[Start of Attachment]
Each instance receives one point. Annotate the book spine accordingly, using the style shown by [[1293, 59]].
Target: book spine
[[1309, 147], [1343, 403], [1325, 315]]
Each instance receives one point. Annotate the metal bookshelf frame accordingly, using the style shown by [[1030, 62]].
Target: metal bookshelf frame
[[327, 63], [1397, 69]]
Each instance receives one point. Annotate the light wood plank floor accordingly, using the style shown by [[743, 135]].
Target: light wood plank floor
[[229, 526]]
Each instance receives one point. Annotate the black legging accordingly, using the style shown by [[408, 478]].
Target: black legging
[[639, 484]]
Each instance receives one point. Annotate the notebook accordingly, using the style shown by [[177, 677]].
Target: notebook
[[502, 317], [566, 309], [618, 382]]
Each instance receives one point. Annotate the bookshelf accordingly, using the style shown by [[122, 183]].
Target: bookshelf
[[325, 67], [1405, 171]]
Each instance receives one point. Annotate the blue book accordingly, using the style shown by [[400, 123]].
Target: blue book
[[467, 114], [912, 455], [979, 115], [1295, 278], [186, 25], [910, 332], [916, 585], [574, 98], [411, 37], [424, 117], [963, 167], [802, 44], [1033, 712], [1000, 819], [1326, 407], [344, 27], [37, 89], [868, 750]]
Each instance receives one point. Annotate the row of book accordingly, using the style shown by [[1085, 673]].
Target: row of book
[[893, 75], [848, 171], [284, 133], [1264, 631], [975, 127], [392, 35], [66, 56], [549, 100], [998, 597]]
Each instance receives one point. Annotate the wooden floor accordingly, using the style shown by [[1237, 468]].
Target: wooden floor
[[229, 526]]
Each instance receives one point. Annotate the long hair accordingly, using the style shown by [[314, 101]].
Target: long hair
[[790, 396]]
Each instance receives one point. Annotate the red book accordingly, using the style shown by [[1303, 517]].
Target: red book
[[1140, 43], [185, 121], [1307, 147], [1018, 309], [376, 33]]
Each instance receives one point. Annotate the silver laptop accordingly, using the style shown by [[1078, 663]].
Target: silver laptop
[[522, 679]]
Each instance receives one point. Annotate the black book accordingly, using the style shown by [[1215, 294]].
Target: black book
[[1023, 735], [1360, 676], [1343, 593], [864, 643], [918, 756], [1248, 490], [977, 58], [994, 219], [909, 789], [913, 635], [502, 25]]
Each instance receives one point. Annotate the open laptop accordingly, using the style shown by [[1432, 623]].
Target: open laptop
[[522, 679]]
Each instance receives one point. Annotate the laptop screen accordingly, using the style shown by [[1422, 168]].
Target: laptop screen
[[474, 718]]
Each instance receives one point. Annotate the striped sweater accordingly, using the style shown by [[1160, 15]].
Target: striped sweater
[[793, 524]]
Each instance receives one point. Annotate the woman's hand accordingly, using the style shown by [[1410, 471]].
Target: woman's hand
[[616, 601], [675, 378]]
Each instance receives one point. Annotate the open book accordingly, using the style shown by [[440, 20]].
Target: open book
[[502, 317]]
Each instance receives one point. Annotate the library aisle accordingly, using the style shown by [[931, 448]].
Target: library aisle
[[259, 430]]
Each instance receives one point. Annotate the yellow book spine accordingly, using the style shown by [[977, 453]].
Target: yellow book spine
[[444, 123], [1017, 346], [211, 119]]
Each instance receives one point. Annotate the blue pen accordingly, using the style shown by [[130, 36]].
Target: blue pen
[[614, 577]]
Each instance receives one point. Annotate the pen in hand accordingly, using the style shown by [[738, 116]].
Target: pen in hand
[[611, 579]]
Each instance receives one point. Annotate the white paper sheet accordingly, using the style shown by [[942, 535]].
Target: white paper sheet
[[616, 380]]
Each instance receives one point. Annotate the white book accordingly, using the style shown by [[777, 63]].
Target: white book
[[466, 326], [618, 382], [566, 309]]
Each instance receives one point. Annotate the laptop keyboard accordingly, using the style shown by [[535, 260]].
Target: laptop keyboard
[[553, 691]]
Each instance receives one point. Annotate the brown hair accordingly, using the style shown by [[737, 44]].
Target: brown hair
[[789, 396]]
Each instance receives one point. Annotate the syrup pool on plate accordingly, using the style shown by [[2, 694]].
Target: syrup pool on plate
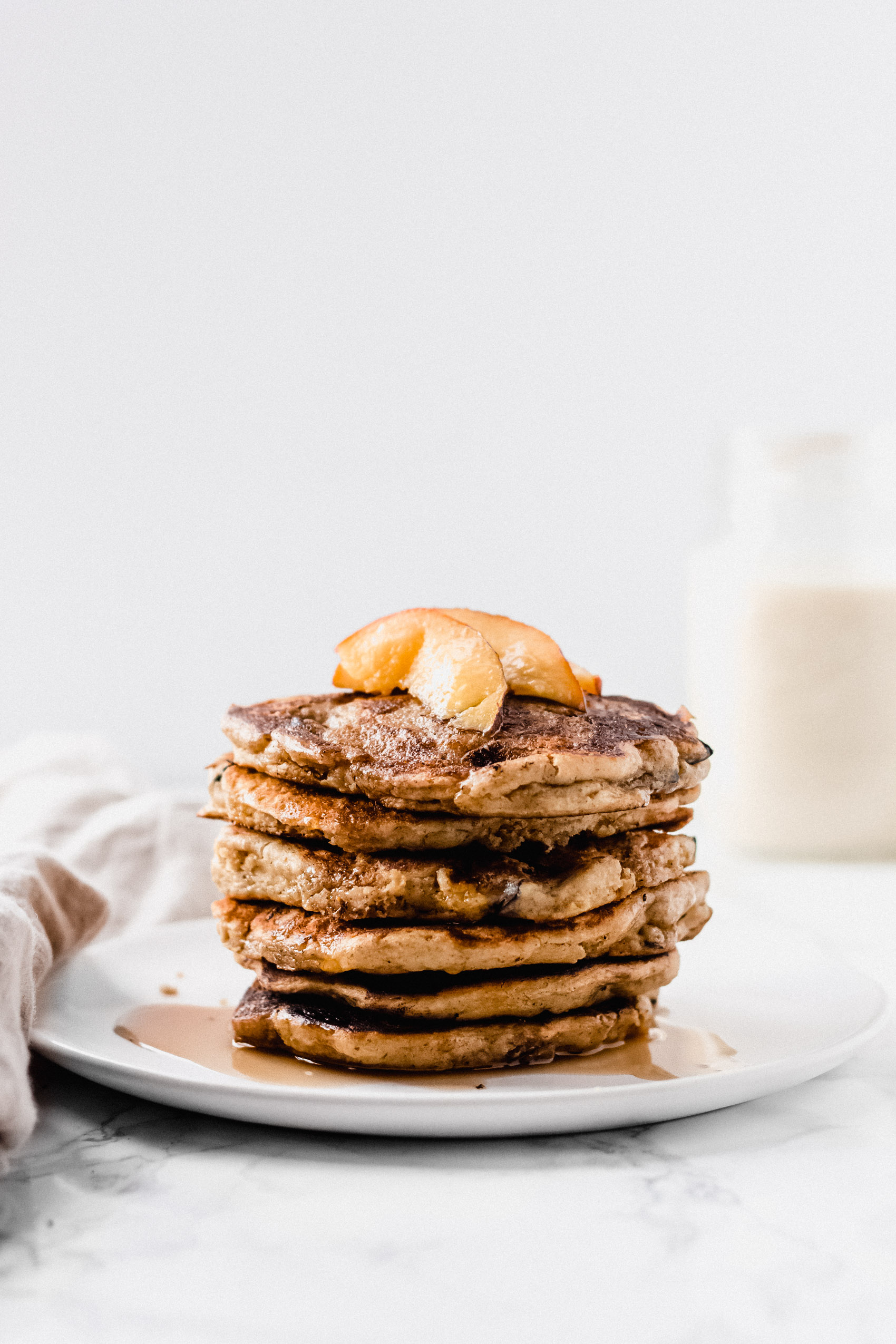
[[204, 1037]]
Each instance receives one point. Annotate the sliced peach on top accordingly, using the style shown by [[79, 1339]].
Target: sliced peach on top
[[532, 661], [588, 680], [445, 663]]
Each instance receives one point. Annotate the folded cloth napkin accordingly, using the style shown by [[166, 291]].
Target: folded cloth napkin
[[85, 851]]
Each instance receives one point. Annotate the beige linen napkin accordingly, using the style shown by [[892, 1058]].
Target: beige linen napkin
[[45, 913], [85, 851]]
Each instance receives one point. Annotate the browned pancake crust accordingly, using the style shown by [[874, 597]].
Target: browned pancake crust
[[334, 1033], [296, 941], [449, 885], [542, 760], [356, 824], [524, 992]]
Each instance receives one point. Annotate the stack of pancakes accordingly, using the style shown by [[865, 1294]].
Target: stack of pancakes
[[414, 895]]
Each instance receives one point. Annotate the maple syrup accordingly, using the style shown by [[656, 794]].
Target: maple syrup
[[204, 1037]]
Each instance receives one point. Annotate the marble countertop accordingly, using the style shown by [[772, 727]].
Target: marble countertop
[[770, 1221]]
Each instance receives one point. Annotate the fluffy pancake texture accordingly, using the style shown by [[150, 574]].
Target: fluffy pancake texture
[[335, 1033], [296, 941], [543, 760], [472, 995], [452, 885], [358, 824]]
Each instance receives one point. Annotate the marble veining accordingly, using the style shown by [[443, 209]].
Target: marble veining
[[772, 1221]]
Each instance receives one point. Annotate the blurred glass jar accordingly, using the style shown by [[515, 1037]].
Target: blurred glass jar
[[793, 649]]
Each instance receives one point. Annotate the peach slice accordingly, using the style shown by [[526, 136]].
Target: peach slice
[[532, 661], [445, 663], [588, 680]]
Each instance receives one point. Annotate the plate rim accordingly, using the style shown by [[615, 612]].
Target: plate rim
[[420, 1097]]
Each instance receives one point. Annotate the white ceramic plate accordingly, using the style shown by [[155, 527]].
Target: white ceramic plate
[[748, 1015]]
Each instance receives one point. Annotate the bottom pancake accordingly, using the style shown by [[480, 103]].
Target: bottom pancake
[[472, 995], [332, 1033]]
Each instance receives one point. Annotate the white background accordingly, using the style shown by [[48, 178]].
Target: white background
[[317, 311]]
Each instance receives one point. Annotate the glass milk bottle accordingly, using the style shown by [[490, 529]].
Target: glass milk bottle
[[793, 649]]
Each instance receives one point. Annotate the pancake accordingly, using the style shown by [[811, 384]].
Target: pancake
[[543, 760], [451, 885], [524, 992], [296, 941], [356, 824], [335, 1033]]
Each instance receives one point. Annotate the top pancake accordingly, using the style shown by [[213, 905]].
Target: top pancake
[[543, 758]]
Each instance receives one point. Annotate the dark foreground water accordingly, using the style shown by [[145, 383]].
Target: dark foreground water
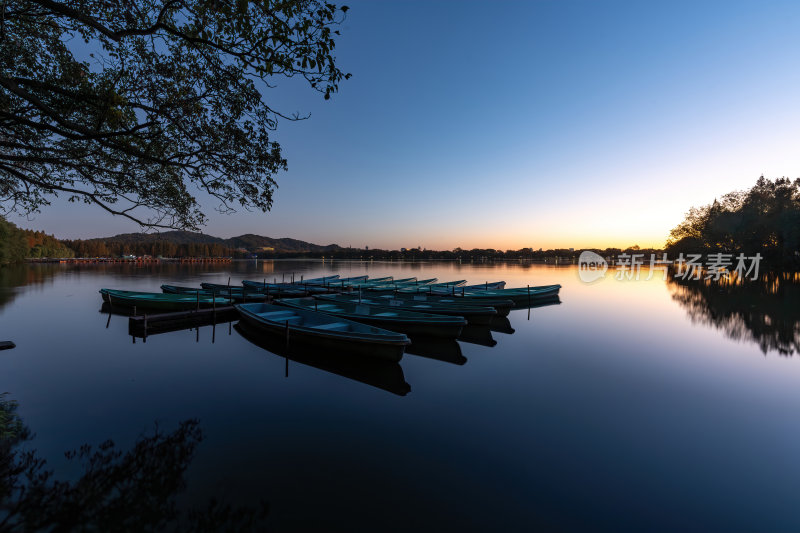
[[635, 405]]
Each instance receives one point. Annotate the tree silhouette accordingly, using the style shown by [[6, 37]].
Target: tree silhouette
[[131, 106]]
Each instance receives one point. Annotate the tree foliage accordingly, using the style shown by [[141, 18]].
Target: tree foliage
[[16, 244], [765, 220], [137, 106]]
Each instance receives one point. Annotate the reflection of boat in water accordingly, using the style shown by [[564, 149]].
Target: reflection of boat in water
[[501, 324], [477, 335], [379, 373], [445, 350], [542, 302]]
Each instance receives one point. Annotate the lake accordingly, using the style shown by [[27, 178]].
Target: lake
[[645, 405]]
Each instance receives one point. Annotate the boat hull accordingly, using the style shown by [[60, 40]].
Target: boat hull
[[390, 347]]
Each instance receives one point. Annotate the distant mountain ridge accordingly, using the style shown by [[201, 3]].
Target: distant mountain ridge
[[249, 241]]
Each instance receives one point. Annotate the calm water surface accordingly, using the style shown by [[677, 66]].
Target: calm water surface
[[638, 405]]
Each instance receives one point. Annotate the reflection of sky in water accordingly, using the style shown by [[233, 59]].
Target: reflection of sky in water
[[609, 411]]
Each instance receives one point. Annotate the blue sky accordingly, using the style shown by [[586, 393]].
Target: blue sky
[[513, 124]]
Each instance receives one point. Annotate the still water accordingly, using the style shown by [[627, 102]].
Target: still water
[[631, 405]]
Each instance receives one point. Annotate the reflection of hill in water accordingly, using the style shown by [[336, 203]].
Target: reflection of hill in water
[[766, 313], [13, 276]]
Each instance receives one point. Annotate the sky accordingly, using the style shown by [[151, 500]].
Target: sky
[[544, 124]]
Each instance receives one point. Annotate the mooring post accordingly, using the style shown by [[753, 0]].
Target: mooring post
[[110, 309]]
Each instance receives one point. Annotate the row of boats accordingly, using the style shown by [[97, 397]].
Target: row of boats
[[373, 317]]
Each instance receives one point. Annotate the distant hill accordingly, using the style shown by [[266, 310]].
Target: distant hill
[[250, 242]]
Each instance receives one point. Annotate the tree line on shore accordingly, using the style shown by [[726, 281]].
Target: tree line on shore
[[17, 244], [764, 219]]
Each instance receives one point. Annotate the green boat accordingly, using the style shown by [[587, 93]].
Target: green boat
[[473, 314], [234, 293], [423, 286], [408, 322], [520, 295], [160, 301], [373, 371], [503, 307], [310, 327]]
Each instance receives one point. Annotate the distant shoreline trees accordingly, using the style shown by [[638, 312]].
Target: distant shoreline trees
[[764, 219], [18, 244], [135, 107]]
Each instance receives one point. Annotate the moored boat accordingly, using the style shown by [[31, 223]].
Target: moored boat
[[519, 295], [160, 301], [234, 293], [473, 314], [408, 322], [311, 327], [503, 307]]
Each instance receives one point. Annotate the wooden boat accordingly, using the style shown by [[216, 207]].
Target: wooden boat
[[487, 286], [319, 281], [290, 290], [379, 373], [310, 327], [161, 301], [234, 293], [408, 322], [473, 314], [519, 295], [399, 284], [503, 307]]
[End of Attachment]
REQUIRED WORK: Stopping at the line containing "Each instance receives one point. Annotate the blue book", please repeat exactly every line from the very start of the entries, that line included, and nothing more.

RESULT FOR THIS EXERCISE:
Each instance receives one point. Annotate the book spine accordingly, using the style shown by [[1293, 59]].
Target: book spine
[[1309, 147], [1343, 403], [1325, 315]]
Each instance receives one point. Annotate the metal bookshelf frame accordingly, using the style shown by [[1030, 62]].
Target: metal bookshelf frame
[[327, 63], [1397, 69]]
Each instance receives one point. Annotate the light wood plank floor accordingly, using the style shown by [[743, 135]].
Target: light wood plank floor
[[229, 526]]
Each instance receives one point. Annotate the black legging accordingly, using the style shown by [[408, 478]].
Target: black legging
[[639, 484]]
Each instance receives one point. Annotate the notebook accordingly, using the style shown by [[177, 677]].
Target: notebook
[[502, 317], [566, 309], [618, 382]]
Each instance receives one point. Annotate the bookshelf accordingly, using the style shown by [[122, 183]].
Target: bookshelf
[[325, 67], [1405, 171]]
Each instance receives one point. Annotate the blue book accordingly, using the style shown by [[400, 123]].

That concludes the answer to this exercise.